#### EXERCISE DIRECTIONS:
In the listing that follows, the range to quote begins at the line that has "Dear assistant, the user would like the banana" and ends after the line that has "Dear assistant, the user would like the yellow"; quote it verbatim and add nothing.

━━━━━━

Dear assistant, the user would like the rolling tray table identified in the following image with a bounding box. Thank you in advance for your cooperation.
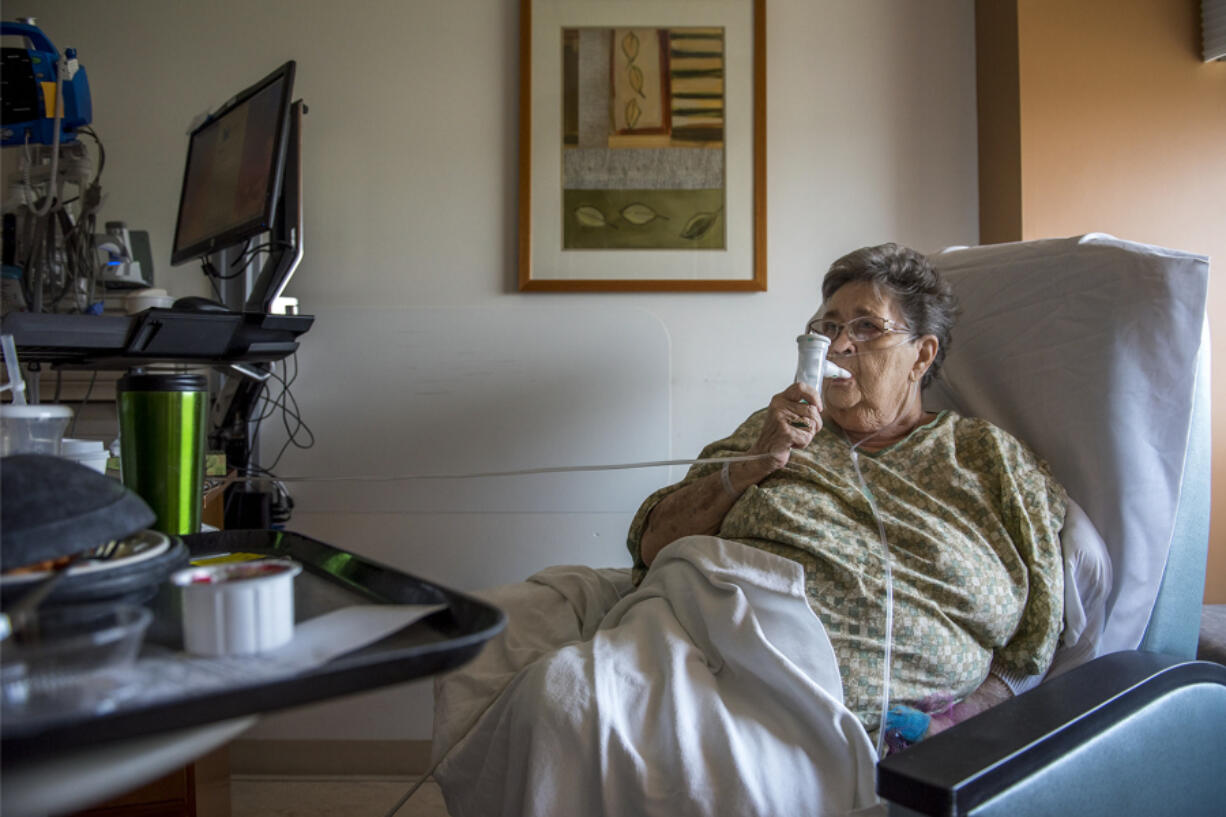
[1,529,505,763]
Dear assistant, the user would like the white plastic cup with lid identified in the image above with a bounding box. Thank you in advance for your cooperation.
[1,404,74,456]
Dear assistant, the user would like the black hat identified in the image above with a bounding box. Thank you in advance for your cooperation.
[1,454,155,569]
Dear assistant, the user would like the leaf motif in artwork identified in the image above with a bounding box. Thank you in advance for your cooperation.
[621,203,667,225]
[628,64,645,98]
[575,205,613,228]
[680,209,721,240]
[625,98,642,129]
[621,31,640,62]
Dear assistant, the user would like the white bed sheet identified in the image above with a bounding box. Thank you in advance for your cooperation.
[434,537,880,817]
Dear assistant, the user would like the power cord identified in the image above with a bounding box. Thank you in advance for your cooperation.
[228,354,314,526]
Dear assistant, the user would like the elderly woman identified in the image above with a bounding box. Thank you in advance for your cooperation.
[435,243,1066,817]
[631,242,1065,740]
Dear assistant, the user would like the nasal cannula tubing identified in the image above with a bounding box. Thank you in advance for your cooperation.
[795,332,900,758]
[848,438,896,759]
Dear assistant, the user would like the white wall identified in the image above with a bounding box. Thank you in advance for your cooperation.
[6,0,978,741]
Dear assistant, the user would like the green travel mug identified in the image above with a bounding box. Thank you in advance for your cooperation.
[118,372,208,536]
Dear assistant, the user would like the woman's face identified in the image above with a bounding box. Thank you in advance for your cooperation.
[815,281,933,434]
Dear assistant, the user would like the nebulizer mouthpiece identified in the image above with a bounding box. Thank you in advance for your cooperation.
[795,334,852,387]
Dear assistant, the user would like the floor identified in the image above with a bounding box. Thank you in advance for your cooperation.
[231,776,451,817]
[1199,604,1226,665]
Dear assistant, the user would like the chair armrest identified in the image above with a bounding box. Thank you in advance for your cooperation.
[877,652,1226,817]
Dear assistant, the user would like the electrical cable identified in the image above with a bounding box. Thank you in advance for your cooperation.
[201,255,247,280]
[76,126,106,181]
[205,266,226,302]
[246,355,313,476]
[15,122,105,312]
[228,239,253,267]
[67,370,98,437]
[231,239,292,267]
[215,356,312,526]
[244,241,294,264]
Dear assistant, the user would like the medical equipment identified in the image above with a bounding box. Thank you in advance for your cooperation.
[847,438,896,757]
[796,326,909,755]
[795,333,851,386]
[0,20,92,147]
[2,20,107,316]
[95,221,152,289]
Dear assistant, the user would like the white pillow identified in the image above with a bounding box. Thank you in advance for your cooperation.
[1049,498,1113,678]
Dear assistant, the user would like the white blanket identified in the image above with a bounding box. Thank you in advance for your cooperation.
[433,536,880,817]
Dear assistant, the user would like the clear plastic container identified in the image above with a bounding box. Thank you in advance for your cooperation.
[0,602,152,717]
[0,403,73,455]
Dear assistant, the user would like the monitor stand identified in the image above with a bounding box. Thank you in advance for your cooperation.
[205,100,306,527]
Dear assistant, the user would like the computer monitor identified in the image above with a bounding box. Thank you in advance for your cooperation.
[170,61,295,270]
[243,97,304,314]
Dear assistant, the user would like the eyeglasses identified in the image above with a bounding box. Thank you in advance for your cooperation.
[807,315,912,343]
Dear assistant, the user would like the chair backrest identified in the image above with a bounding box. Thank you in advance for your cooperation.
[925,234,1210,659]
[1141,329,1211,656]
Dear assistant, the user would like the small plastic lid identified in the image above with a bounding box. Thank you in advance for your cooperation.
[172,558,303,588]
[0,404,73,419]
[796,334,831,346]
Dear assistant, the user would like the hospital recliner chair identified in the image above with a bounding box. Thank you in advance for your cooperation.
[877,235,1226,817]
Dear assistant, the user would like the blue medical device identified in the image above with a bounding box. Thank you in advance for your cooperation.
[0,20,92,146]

━━━━━━

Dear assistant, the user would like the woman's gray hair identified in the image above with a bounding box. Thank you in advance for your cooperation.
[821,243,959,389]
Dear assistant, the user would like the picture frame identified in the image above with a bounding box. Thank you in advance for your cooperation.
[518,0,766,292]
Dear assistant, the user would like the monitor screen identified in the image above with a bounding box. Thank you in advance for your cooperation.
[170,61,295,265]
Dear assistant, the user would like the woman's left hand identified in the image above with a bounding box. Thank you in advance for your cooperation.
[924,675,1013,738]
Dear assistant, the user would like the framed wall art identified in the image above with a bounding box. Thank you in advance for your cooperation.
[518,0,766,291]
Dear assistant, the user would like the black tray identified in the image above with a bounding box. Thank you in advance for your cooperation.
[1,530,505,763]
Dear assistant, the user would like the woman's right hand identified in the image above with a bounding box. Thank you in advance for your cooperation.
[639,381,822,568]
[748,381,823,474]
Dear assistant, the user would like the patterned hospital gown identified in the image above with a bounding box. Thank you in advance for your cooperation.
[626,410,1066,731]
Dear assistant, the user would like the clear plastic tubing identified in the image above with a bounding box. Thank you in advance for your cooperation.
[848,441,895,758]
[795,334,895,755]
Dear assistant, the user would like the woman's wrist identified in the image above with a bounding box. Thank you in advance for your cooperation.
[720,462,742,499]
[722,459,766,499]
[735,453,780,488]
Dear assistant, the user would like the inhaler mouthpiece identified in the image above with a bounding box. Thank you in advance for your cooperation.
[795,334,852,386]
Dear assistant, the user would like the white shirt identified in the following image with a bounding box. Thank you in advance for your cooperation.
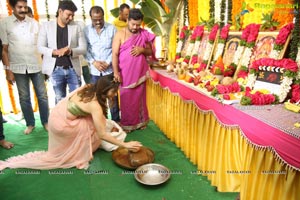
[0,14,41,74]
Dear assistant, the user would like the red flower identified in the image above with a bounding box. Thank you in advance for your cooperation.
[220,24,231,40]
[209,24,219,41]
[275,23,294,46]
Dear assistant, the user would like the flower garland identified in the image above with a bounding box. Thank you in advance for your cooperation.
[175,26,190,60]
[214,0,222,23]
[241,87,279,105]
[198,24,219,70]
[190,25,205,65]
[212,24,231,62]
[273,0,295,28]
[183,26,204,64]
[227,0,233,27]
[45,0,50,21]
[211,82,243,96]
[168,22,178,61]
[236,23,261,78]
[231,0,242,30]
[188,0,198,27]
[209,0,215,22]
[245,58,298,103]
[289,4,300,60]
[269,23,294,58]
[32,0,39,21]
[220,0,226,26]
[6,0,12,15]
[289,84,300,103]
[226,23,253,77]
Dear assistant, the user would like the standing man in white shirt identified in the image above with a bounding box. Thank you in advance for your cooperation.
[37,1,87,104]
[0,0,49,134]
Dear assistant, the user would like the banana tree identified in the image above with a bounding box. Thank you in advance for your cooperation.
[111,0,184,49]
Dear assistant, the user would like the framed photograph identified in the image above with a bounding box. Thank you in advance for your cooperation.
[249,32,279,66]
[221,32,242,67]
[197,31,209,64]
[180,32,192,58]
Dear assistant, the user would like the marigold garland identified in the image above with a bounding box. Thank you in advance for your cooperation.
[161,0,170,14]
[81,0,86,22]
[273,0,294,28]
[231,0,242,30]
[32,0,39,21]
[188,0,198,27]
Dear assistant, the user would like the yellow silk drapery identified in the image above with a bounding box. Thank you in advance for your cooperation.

━━━━━━

#### EXERCISE ANSWER:
Dear assistant, the user would like the banana tree identified in the image above with a bounding box. Thank you in advance for your cooperation.
[111,0,184,49]
Dear assistant, the user would like the framed photograph identified in the image above with a bounding box. Thank you in advance for your cooperation.
[249,32,279,66]
[221,32,242,67]
[197,31,209,64]
[180,32,192,58]
Dear assistant, the user would like the marigold garland identified in the image above with a bounding box. Thank you in advance for your cooperation.
[161,0,170,14]
[81,0,86,22]
[273,0,294,28]
[231,0,242,30]
[32,0,39,21]
[188,0,198,27]
Dear assistant, the user would like the yellow silk drapery identified in the image above with a bounding box. Thank you in advance for your cooperation.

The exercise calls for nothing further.